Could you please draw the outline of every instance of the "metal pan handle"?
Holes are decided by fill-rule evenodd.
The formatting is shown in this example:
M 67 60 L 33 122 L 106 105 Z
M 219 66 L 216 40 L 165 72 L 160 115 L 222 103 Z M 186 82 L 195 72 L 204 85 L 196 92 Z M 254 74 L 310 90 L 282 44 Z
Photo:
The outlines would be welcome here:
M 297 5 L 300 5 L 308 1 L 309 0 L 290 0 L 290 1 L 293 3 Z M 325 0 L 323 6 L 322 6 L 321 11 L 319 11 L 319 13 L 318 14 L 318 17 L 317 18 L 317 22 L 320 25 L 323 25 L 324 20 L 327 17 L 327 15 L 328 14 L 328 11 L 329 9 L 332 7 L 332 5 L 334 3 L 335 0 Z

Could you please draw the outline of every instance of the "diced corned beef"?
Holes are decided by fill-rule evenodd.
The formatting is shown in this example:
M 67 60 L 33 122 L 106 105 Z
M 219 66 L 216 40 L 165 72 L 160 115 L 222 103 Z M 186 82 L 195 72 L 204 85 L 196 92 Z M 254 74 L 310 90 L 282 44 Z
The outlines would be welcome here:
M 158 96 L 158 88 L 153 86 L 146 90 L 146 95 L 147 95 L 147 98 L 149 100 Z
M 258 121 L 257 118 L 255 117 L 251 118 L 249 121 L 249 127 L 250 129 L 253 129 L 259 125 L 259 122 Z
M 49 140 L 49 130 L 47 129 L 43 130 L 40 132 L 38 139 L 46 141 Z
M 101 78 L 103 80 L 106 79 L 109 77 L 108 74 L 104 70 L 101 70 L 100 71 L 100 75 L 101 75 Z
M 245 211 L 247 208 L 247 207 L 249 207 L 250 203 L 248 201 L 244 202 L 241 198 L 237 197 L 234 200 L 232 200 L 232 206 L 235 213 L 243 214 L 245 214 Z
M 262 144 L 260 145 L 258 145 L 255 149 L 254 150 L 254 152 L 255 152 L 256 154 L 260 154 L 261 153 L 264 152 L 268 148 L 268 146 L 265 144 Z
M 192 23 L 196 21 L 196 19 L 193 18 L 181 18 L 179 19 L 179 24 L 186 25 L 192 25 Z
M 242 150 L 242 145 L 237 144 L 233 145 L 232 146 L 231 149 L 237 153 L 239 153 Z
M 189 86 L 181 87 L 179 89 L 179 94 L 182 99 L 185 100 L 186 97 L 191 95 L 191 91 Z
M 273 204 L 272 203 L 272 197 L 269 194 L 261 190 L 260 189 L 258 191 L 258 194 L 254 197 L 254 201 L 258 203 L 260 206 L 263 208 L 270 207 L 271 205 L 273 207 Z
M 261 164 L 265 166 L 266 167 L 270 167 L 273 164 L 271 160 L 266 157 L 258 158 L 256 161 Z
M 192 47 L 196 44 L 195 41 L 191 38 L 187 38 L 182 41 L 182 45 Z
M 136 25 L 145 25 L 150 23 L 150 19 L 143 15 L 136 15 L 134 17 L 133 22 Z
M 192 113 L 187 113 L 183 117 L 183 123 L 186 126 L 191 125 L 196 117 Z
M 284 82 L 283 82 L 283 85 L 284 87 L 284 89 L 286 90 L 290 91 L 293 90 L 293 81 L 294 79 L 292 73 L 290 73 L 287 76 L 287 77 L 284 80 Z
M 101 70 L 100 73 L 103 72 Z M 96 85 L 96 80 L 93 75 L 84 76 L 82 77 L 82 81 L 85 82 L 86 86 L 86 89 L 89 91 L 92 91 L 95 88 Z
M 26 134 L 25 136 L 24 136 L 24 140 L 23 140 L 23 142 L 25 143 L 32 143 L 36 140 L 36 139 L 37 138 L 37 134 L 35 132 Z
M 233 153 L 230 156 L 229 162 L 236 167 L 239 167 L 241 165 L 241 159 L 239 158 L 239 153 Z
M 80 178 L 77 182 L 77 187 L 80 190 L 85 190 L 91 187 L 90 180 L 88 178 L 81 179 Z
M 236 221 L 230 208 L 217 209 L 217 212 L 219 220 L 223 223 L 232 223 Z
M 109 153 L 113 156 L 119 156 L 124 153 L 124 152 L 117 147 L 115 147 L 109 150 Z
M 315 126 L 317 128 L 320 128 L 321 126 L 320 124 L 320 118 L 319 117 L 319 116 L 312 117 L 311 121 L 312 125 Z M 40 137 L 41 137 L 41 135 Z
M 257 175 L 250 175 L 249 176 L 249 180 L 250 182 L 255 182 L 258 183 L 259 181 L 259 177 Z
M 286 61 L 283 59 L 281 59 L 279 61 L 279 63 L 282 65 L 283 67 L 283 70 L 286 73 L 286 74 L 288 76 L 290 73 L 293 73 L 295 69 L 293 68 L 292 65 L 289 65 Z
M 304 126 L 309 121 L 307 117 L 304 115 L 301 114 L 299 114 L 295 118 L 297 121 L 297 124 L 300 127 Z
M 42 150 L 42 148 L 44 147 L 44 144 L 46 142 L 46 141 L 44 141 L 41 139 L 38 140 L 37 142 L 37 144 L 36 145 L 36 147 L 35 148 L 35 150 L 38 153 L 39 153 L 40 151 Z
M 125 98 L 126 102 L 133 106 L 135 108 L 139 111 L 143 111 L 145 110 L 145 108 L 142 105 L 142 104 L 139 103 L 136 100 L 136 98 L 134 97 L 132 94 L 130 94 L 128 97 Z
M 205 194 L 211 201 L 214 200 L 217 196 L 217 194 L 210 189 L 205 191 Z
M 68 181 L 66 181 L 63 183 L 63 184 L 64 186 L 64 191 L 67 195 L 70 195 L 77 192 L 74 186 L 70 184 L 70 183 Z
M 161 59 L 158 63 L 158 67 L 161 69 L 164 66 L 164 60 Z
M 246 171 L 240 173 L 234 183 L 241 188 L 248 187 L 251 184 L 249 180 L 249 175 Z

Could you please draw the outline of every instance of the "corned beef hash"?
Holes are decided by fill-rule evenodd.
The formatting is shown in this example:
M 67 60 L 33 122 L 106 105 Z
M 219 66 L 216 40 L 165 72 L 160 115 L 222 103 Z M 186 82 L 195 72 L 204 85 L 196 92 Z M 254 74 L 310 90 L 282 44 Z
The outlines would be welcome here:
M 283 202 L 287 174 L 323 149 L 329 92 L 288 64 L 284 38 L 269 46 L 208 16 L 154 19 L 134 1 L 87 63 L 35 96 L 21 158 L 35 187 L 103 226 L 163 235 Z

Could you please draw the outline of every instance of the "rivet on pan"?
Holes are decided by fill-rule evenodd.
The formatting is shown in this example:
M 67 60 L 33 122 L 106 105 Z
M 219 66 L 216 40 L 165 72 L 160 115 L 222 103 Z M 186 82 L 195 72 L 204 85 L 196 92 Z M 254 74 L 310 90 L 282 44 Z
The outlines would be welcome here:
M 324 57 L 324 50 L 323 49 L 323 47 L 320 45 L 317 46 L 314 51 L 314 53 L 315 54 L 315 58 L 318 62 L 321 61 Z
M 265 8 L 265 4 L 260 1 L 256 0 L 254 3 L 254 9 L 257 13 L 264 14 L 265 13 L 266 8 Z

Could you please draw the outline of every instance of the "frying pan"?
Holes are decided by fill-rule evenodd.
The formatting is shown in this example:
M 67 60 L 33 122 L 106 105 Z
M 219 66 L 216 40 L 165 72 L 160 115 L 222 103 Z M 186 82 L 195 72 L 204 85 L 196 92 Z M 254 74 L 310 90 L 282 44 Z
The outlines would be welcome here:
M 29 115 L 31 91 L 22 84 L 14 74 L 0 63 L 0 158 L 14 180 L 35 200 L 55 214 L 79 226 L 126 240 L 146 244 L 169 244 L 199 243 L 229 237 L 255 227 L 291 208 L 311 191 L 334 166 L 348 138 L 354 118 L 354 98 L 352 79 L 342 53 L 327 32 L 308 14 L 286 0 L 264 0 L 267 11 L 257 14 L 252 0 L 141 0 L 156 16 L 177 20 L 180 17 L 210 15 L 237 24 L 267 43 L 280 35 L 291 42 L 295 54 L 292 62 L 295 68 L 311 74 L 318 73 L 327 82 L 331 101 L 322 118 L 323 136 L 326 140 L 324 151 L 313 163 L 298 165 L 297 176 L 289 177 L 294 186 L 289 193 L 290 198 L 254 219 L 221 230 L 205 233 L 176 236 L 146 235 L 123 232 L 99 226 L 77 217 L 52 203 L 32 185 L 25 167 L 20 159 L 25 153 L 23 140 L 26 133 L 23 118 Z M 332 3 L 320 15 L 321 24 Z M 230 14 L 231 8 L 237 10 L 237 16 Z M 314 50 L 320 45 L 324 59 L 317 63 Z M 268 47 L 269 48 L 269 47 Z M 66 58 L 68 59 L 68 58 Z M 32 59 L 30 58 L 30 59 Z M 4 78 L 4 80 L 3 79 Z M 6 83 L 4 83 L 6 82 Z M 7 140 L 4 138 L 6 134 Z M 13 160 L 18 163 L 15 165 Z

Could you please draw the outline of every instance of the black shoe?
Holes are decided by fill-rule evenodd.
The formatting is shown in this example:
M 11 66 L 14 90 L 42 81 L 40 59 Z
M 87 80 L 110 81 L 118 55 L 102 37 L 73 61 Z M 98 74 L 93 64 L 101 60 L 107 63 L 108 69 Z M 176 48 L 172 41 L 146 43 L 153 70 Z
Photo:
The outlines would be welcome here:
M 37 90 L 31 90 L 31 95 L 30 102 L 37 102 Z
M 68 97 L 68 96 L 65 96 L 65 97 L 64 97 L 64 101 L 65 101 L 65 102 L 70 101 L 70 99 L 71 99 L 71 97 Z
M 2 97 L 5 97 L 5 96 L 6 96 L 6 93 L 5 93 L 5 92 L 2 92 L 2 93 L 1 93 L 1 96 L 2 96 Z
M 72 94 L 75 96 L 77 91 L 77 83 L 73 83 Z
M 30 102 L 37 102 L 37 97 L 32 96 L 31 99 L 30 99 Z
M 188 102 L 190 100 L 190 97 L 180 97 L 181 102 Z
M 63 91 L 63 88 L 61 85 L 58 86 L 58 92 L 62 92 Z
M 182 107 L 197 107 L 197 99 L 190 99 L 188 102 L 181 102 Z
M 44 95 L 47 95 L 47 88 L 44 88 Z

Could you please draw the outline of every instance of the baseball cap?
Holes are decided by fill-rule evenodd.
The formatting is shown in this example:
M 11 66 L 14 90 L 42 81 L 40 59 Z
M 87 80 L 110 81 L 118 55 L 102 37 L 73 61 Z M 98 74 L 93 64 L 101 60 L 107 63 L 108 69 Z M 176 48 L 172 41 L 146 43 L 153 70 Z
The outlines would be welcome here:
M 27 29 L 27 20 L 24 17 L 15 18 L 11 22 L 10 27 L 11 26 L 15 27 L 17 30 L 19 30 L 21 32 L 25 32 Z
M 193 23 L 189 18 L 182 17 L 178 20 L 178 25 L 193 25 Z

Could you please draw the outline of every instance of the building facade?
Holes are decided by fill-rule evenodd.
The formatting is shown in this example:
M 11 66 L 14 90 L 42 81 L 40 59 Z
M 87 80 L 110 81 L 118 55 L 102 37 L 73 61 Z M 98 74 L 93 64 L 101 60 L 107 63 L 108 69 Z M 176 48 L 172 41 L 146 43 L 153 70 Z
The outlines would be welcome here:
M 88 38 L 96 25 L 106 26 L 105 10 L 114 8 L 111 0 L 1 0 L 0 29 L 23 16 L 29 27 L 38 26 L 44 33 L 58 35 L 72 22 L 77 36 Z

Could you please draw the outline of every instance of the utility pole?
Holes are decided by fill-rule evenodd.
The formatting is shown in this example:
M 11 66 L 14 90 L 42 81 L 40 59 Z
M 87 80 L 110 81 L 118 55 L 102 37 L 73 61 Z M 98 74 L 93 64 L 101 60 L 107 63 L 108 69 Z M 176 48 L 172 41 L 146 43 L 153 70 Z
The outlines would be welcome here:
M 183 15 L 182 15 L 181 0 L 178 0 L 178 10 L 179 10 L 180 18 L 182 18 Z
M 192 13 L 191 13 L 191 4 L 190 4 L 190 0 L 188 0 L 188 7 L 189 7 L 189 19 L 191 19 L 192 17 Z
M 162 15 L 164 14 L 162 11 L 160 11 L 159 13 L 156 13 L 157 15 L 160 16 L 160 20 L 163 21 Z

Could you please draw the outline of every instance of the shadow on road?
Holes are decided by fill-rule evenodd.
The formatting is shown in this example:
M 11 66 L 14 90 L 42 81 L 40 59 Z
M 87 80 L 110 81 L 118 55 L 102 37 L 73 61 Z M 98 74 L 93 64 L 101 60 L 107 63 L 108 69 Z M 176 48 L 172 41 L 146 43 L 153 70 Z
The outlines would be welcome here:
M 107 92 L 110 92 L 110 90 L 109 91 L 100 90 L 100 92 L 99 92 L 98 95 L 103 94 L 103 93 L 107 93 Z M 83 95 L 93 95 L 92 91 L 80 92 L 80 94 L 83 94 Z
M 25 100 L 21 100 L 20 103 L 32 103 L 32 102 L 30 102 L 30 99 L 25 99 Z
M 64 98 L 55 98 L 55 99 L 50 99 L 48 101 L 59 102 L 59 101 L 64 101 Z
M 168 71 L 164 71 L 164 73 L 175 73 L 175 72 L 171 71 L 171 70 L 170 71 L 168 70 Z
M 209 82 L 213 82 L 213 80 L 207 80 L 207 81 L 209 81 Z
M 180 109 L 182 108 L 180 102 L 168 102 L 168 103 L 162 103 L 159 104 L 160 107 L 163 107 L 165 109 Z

#### WHAT IS NEEDED:
All lines from the line containing "shadow on road?" through the end of the listing above are to be duplicated exactly; include both ends and nothing further.

#### OUTPUT OF THE TASK:
Could you please draw the outline of every instance of the shadow on road?
Holes are decided by fill-rule evenodd.
The formatting is shown in this example:
M 11 66 L 14 90 L 42 81 L 40 59 Z
M 87 80 L 110 81 L 118 55 L 102 37 L 73 61 Z M 98 74 L 93 64 L 101 60 L 107 63 L 108 69 Z M 176 48 L 172 41 L 146 43 L 153 70 Z
The outlines would be welcome here:
M 107 92 L 110 92 L 110 90 L 109 91 L 100 90 L 100 92 L 99 92 L 98 95 L 103 94 L 103 93 L 107 93 Z M 83 95 L 93 95 L 92 91 L 80 92 L 80 94 L 83 94 Z
M 25 100 L 21 100 L 20 103 L 32 103 L 32 102 L 30 102 L 30 99 L 25 99 Z
M 64 98 L 55 98 L 55 99 L 50 99 L 48 101 L 59 102 L 59 101 L 64 101 Z
M 168 71 L 164 71 L 164 73 L 175 73 L 175 72 L 171 71 L 171 70 L 170 71 L 168 70 Z
M 209 82 L 213 82 L 213 80 L 207 80 L 207 81 L 209 81 Z
M 180 109 L 182 108 L 180 102 L 168 102 L 168 103 L 162 103 L 159 104 L 160 107 L 163 107 L 165 109 Z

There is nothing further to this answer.